■ Aufgabenstellung 1
Gib aus dem Forenthread zur DVB-T-Software den Abschnitt von „# DVB-T Software“ bis einschließlich „vorprogrammieren geht nicht...“ wortgetreu wieder.
■ Aufgabenstellung 2
Führe den Forenthread zur DVB-T-Software für das Acer-Notebook ab der Stelle weiter, an der er endet.

■ Textauszug
• • • •

# DVB-T Software gesucht für Acer Notebook (Media Portal geht scheinbar nicht)



## Herbboy (19. Mai 2008)

*DVB-T Software gesucht für Acer Notebook (Media Portal geht scheinbar nicht)*

Ich hab für meine interne DVB-T-Karte "AverMedia A310" eine Software von Acer "TV Joy". Die funktioniert zwar, aber: vorprogrammieren geht nicht...

Hab mir nur Media Portal runtergeladen, aber entweder die Karte ist inkompatibel (auf der dt. website von MP hab ich sie auch nicht gefunden), oder ich hab verpeilt, wie man die Karte bei MP aktiviert oder zufügt...


Welche Alternativen gibt es an freeware?


----------



## Onlinestate (19. Mai 2008)

• • • •

(Gesammelte Dateneinträge)

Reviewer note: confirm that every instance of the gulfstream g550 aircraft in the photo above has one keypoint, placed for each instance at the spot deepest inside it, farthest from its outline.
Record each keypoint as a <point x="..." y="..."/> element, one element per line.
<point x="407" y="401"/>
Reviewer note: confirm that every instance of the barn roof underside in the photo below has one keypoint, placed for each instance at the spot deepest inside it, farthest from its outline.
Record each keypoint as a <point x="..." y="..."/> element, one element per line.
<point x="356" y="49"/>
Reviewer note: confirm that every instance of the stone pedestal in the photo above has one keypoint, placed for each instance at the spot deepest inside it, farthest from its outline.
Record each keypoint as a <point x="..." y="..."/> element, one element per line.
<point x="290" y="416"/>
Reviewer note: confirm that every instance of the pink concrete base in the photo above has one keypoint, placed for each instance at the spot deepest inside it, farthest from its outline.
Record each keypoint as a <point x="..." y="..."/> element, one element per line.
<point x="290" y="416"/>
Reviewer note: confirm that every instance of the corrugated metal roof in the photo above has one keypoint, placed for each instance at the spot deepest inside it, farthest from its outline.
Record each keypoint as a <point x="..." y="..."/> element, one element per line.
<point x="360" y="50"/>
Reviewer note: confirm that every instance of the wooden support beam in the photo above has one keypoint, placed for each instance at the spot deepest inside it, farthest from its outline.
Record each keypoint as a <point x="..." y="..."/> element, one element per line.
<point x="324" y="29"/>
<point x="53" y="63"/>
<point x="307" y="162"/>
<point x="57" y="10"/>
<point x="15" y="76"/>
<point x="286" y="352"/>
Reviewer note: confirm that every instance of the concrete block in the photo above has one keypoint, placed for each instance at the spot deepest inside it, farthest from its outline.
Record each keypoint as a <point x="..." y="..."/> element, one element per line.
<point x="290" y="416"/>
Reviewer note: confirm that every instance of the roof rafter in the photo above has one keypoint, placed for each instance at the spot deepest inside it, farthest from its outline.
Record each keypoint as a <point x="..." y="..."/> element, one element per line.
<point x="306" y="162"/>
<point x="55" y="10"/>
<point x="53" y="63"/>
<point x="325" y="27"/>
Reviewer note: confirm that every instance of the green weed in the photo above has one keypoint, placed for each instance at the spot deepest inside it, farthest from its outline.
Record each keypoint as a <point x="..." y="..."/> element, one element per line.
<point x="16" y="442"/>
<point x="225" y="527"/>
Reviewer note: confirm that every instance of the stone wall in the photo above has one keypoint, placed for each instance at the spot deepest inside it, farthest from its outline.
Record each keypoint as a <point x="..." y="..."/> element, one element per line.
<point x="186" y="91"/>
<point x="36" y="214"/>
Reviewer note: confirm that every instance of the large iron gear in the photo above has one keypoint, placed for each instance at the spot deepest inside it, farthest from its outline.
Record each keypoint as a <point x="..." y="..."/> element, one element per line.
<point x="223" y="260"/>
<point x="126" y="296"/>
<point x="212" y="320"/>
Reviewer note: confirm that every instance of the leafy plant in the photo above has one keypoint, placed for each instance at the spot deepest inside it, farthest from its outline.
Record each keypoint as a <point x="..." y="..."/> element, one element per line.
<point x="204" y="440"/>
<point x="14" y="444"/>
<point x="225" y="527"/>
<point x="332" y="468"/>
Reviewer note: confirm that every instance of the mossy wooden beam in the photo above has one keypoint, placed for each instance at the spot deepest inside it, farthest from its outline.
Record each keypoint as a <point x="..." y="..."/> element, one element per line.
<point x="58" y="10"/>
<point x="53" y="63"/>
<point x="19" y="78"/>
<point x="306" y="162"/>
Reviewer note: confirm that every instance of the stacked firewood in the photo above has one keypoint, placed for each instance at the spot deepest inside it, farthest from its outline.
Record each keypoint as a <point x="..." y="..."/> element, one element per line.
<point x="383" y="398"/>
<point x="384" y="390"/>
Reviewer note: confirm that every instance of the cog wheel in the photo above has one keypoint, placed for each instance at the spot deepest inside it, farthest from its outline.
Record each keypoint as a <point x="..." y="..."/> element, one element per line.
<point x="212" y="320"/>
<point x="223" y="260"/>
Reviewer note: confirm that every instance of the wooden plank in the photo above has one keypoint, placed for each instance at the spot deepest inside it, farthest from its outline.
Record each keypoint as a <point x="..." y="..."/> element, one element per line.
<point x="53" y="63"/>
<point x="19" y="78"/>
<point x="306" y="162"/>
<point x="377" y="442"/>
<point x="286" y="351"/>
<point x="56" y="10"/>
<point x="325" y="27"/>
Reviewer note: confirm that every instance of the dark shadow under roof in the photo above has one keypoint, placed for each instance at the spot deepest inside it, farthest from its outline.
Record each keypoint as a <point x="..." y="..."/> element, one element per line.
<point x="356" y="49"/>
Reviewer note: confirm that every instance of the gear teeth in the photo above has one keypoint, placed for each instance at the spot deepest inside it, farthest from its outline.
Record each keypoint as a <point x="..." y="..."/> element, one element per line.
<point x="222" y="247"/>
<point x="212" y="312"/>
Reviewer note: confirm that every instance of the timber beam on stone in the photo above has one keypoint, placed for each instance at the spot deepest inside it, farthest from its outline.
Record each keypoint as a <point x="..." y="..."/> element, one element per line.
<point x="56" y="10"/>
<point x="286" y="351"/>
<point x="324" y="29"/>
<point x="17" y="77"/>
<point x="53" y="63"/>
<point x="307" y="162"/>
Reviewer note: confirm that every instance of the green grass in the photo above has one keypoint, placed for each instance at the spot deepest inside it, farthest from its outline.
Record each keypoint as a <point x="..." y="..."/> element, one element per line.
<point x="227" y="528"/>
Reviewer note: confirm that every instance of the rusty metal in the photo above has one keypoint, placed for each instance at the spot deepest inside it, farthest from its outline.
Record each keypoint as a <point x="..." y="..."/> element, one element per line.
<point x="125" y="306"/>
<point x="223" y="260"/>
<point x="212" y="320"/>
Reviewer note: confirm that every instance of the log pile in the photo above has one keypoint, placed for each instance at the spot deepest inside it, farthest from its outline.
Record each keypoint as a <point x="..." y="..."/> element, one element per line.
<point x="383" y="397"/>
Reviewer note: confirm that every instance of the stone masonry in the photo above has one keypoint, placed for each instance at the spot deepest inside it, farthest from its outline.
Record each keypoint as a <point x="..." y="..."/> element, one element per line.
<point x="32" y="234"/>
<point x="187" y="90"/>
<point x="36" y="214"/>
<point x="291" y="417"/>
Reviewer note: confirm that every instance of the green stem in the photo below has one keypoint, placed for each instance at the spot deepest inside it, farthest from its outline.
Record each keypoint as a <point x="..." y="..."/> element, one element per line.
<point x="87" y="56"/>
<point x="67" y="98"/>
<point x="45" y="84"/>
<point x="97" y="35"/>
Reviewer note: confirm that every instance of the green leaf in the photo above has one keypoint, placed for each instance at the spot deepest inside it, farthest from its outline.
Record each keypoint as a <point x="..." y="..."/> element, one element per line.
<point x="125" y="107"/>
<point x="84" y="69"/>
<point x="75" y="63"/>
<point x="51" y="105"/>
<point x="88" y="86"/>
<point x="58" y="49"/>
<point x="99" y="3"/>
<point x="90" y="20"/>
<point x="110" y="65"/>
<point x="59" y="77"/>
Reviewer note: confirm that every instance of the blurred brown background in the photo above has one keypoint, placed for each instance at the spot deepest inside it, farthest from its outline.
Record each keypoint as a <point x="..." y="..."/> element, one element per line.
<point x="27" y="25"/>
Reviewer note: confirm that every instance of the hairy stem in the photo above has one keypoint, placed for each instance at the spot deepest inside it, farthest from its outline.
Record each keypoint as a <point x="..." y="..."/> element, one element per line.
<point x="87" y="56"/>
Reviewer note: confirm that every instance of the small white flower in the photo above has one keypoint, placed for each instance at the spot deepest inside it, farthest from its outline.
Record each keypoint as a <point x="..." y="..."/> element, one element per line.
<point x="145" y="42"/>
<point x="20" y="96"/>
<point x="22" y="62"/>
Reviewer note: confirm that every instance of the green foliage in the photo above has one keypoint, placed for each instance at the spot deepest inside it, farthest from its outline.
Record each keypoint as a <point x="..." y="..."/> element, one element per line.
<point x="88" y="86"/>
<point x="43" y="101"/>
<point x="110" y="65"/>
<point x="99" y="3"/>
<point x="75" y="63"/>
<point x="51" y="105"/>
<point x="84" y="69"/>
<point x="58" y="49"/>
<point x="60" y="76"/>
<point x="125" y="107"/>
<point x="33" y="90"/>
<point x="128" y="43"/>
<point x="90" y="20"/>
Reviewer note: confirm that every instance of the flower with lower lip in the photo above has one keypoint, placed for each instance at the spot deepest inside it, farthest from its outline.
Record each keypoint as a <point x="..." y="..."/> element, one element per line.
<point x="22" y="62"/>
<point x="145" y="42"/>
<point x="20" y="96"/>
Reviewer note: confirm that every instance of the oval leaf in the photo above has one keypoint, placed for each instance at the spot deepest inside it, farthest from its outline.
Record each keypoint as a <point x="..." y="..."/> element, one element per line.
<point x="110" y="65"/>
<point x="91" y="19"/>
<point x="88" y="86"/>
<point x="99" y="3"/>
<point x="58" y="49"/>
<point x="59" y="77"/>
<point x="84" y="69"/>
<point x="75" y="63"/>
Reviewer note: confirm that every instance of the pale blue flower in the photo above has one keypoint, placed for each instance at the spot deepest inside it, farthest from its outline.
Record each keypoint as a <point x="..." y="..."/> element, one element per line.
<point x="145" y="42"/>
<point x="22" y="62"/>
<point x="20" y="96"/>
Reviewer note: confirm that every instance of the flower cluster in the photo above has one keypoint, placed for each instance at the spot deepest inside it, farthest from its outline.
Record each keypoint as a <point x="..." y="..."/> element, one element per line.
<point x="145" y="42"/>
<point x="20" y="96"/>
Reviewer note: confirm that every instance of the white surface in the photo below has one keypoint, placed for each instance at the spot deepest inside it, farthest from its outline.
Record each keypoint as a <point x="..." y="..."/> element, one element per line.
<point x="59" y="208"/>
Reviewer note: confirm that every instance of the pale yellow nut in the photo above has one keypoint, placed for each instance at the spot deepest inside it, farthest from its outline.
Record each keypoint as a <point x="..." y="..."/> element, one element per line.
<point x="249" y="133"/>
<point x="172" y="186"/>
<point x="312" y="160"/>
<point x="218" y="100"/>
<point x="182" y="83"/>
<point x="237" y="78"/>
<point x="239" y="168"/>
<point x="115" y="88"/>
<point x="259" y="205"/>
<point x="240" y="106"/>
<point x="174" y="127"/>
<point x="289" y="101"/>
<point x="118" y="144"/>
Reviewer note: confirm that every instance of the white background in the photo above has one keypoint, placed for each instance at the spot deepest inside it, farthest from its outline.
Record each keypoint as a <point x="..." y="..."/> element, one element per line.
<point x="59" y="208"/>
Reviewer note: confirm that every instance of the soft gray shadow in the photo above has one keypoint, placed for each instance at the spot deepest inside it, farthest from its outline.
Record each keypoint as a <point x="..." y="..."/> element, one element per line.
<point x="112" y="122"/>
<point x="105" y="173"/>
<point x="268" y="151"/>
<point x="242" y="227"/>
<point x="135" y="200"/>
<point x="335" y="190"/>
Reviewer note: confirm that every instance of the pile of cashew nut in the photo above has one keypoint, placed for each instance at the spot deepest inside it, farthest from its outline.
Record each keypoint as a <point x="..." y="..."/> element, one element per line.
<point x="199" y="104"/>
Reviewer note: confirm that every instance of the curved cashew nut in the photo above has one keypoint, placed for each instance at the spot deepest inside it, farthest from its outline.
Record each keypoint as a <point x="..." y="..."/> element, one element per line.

• • • •

■ Ausgabe 1
# DVB-T Software gesucht für Acer Notebook (Media Portal geht scheinbar nicht)



## Herbboy (19. Mai 2008)

*DVB-T Software gesucht für Acer Notebook (Media Portal geht scheinbar nicht)*

Ich hab für meine interne DVB-T-Karte "AverMedia A310" eine Software von Acer "TV Joy". Die funktioniert zwar, aber: vorprogrammieren geht nicht...

■ Ausgabe 2
*AW: DVB-T Software gesucht für Acer Notebook (Media Portal geht scheinbar nicht)*

Am meisten wird auf ProgDVB verwiesen. Hab allerdings null Erfahrung damit.
Unter Windows verwende ich immer das Herstellertool und unter Linux andere Tools (wobei ich es dort auch mit VLC zum Laufen brachte, was allerdings nicht mehr kann, als das Bild und Ton anzuzeigen).


----------



## Eol_Ruin (20. Mai 2008)

*AW: DVB-T Software gesucht für Acer Notebook (Media Portal geht scheinbar nicht)*

- Hat die Karte einen BDA-Treiber und wenn ja hast du ihn installiert?
- Welche Karte ist es genau - auf der Avermedia-Seite finde ich kein A310?
- Gibts auf der Acer-Seite nen BDA-Treiber (welcher Lappi isses denn?)


----------



## Herbboy (20. Mai 2008)

*AW: DVB-T Software gesucht für Acer Notebook (Media Portal geht scheinbar nicht)*



			
				Eol_Ruin am 20.05.2008 00:38 schrieb:
			
		

> - Hat die Karte einen BDA-Treiber und wenn ja hast du ihn installiert?
> - Welche Karte ist es genau - auf der Avermedia-Seite finde ich kein A310?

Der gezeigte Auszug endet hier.